-- Problem details --
Omit every image, and transcribe the remaining entries exactly as given.
_ _ _ _ _ _ _
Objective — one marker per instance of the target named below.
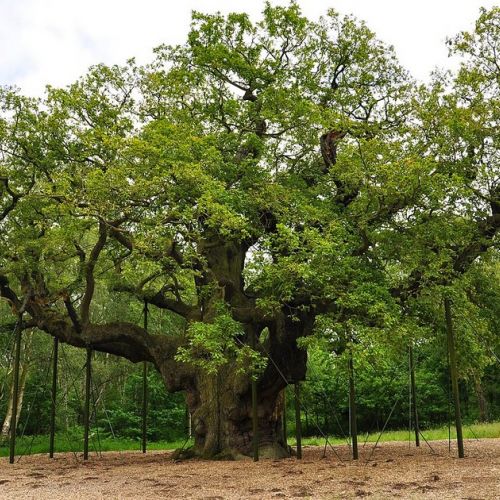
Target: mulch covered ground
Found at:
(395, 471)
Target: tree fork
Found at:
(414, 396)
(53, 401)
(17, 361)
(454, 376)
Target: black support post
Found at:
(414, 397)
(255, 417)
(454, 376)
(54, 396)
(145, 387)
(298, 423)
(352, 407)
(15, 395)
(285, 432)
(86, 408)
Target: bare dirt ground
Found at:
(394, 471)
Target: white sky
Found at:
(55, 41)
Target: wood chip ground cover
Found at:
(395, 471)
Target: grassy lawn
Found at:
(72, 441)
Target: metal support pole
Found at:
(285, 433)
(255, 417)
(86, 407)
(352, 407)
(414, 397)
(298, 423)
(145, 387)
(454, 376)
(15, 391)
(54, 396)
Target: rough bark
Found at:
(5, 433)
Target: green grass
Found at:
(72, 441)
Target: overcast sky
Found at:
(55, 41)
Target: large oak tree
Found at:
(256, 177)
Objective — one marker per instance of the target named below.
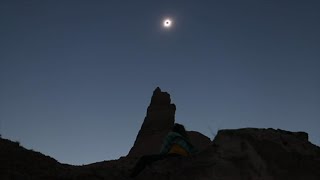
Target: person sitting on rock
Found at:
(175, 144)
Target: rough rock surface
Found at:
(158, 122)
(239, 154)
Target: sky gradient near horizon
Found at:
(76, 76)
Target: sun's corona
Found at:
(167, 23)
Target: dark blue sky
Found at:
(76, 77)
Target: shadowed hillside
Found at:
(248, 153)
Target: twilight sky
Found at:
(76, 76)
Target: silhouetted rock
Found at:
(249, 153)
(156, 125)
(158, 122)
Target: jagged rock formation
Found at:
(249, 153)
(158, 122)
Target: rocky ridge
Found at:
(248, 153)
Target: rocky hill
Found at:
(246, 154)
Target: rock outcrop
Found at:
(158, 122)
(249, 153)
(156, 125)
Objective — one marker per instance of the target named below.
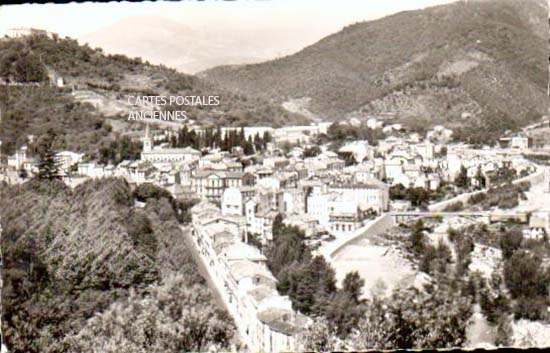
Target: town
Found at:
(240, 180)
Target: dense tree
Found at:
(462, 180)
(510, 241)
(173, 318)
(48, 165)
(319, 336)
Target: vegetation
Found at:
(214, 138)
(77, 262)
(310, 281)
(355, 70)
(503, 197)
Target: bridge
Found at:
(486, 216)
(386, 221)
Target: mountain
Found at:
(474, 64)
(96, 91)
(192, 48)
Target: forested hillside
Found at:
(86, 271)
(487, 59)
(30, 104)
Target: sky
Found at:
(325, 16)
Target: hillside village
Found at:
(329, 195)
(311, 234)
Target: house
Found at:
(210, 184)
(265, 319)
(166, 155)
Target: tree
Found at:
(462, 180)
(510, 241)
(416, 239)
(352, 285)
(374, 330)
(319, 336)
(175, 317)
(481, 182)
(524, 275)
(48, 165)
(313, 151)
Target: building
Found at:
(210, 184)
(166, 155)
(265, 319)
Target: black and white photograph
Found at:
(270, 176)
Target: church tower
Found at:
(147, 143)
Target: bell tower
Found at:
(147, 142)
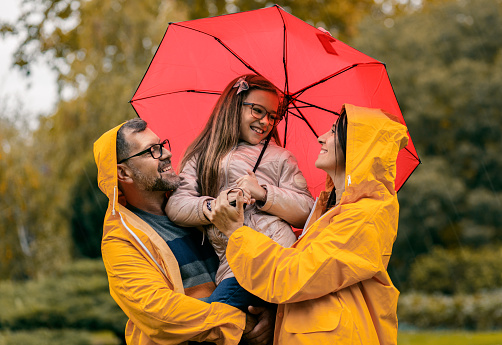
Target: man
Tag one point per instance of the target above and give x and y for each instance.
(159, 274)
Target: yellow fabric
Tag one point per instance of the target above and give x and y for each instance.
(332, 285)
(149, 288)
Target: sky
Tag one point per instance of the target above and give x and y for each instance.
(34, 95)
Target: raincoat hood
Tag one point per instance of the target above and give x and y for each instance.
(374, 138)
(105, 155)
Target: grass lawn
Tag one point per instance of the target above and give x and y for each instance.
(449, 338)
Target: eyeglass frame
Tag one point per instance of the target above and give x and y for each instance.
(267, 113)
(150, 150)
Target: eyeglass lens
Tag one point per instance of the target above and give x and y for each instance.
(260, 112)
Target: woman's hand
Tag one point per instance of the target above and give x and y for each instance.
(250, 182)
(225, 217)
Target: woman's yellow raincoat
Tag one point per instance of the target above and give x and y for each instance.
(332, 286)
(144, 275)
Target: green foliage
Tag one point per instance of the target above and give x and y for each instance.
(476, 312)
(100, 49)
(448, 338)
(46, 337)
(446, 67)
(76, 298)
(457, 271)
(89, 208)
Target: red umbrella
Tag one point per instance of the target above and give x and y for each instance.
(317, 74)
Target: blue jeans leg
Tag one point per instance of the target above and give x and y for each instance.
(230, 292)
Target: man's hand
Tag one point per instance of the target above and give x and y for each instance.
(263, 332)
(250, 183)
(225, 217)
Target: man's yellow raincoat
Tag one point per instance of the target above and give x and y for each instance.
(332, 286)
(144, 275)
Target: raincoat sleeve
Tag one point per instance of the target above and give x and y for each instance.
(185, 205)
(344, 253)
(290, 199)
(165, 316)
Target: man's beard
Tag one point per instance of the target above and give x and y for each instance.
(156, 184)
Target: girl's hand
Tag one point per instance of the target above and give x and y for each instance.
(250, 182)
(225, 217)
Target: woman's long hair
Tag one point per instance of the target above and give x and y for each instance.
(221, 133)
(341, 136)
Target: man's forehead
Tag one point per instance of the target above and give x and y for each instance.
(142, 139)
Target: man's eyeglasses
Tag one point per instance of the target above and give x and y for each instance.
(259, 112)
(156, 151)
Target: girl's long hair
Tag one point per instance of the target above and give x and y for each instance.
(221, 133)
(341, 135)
_ _ _ _ _ _ _
-- The completed task --
Objective — one marker per instance of the target named below.
Target: mulch covered ground
Found at:
(395, 471)
Target: tree fork
Found at:
(414, 396)
(53, 401)
(17, 361)
(454, 376)
Target: black support post
Found at:
(414, 397)
(255, 417)
(454, 376)
(54, 396)
(145, 387)
(298, 423)
(352, 407)
(15, 395)
(285, 432)
(86, 408)
Target: bare dirt ground
Found at:
(394, 471)
Target: white sky
Found at:
(55, 41)
Target: wood chip ground cover
Found at:
(395, 471)
Target: grassy lawn
Found at:
(72, 441)
Target: metal support pole
Found at:
(285, 433)
(255, 417)
(86, 407)
(352, 407)
(414, 397)
(298, 423)
(145, 387)
(454, 376)
(15, 391)
(54, 396)
Target: rough bark
Found at:
(5, 433)
Target: green grass
Found at:
(72, 441)
Target: overcast sky
Found at:
(55, 41)
Target: large oak tree
Found at:
(256, 177)
Objective — one marker per instance of the target named below.
Target: person sitting on rock
Found at:
(175, 144)
Target: rough rock surface
Found at:
(158, 122)
(239, 154)
Target: sky gradient near horizon
Found at:
(76, 76)
Target: sun's corona
Found at:
(167, 23)
Target: dark blue sky
Found at:
(76, 77)
Target: shadowed hillside
Found at:
(248, 153)
Target: twilight sky
Found at:
(76, 76)
Target: silhouetted rock
Found at:
(249, 153)
(156, 125)
(158, 122)
Target: jagged rock formation
Found at:
(249, 153)
(158, 122)
Target: rocky ridge
Found at:
(248, 153)
Target: rocky hill
Found at:
(246, 154)
Target: rock outcrop
Found at:
(158, 122)
(249, 153)
(156, 125)
Objective — one marker per instance of the target named below.
Target: town
Found at:
(240, 180)
Target: dense tree
Found at:
(462, 180)
(510, 241)
(173, 318)
(48, 165)
(319, 336)
Target: vegetation
Found at:
(214, 138)
(77, 262)
(310, 281)
(355, 70)
(503, 197)
Target: bridge
Found at:
(486, 216)
(386, 221)
Target: mountain
Found at:
(474, 64)
(96, 91)
(192, 48)
Target: forested hillside
Found at:
(86, 271)
(487, 59)
(30, 104)
Target: sky
Found at:
(325, 16)
Target: hillside village
Found at:
(329, 195)
(311, 234)
Target: house
Found at:
(210, 184)
(265, 319)
(166, 155)
Target: tree
Found at:
(462, 180)
(510, 241)
(416, 239)
(352, 285)
(374, 330)
(319, 336)
(175, 317)
(481, 182)
(524, 275)
(48, 165)
(313, 151)
Target: building
Found at:
(210, 184)
(166, 155)
(265, 319)
Target: black and white photograph
Found at:
(270, 176)
Target: church tower
Found at:
(147, 143)
Target: bell tower
Found at:
(147, 142)
Target: man
Tag one point per instance of the target above and give x and y for each instance.
(159, 274)
Target: yellow fabric
Tag one point per instance of the target above and give x and y for each instance.
(332, 285)
(149, 288)
Target: sky
Tag one point per instance of the target above and give x and y for each instance.
(34, 95)
Target: raincoat hood
Tag one point per instance of the target above and give x and y for each instance.
(374, 138)
(105, 155)
Target: grass lawn
Tag one point per instance of the target above and give x and y for each instance.
(449, 338)
Target: eyeglass frame
Tag one point per instance of the target above and give x and y for each instance.
(267, 113)
(150, 150)
Target: eyeglass lens
Tag one point per instance of the target above and give x and y for each instance.
(260, 112)
Target: woman's hand
Tag one point per instance of the target above and give x and y for each instance.
(250, 182)
(225, 217)
Target: woman's yellow raincoat
Tag one point per instance of the target above and give x and y for each instance.
(332, 286)
(144, 275)
Target: green foliage
Tag one point per instance of the target above and give x and y for each instance.
(476, 312)
(100, 49)
(448, 338)
(46, 337)
(446, 67)
(76, 298)
(457, 271)
(89, 208)
Target: red umbrella
Tag one point per instance of the target above and give x and y for each instance.
(317, 74)
Target: blue jeans leg
Tag one point per instance of the target above and give x and y for each instance.
(230, 292)
Target: man's hand
Tag one point per instance of the target above and give x and y for each instance.
(263, 332)
(250, 183)
(225, 217)
Target: man's yellow raincoat
Tag one point per instance of the target above and give x and y for each instance.
(332, 286)
(144, 275)
Target: raincoat sleeve
Tag one point per instance of the target above and give x and y for each instance.
(185, 205)
(344, 253)
(290, 199)
(165, 316)
Target: man's beard
Tag one point per instance of the target above and give x and y for each instance.
(156, 184)
Target: girl's hand
Tag one point per instance of the target above and give x and y for each instance.
(250, 182)
(225, 217)
Target: woman's long hair
Tag one point per instance of the target above and give x and y for each instance.
(221, 133)
(341, 136)
Target: man's forehead
Tag one point per instance of the target above and give x and y for each instance.
(142, 139)
Target: man's eyeglasses
Tag one point per instance of the target above and give x and y for each instance.
(259, 112)
(156, 151)
Target: girl's long hair
Tag one point per instance of the target above and give x and y for each instance.
(221, 133)
(341, 135)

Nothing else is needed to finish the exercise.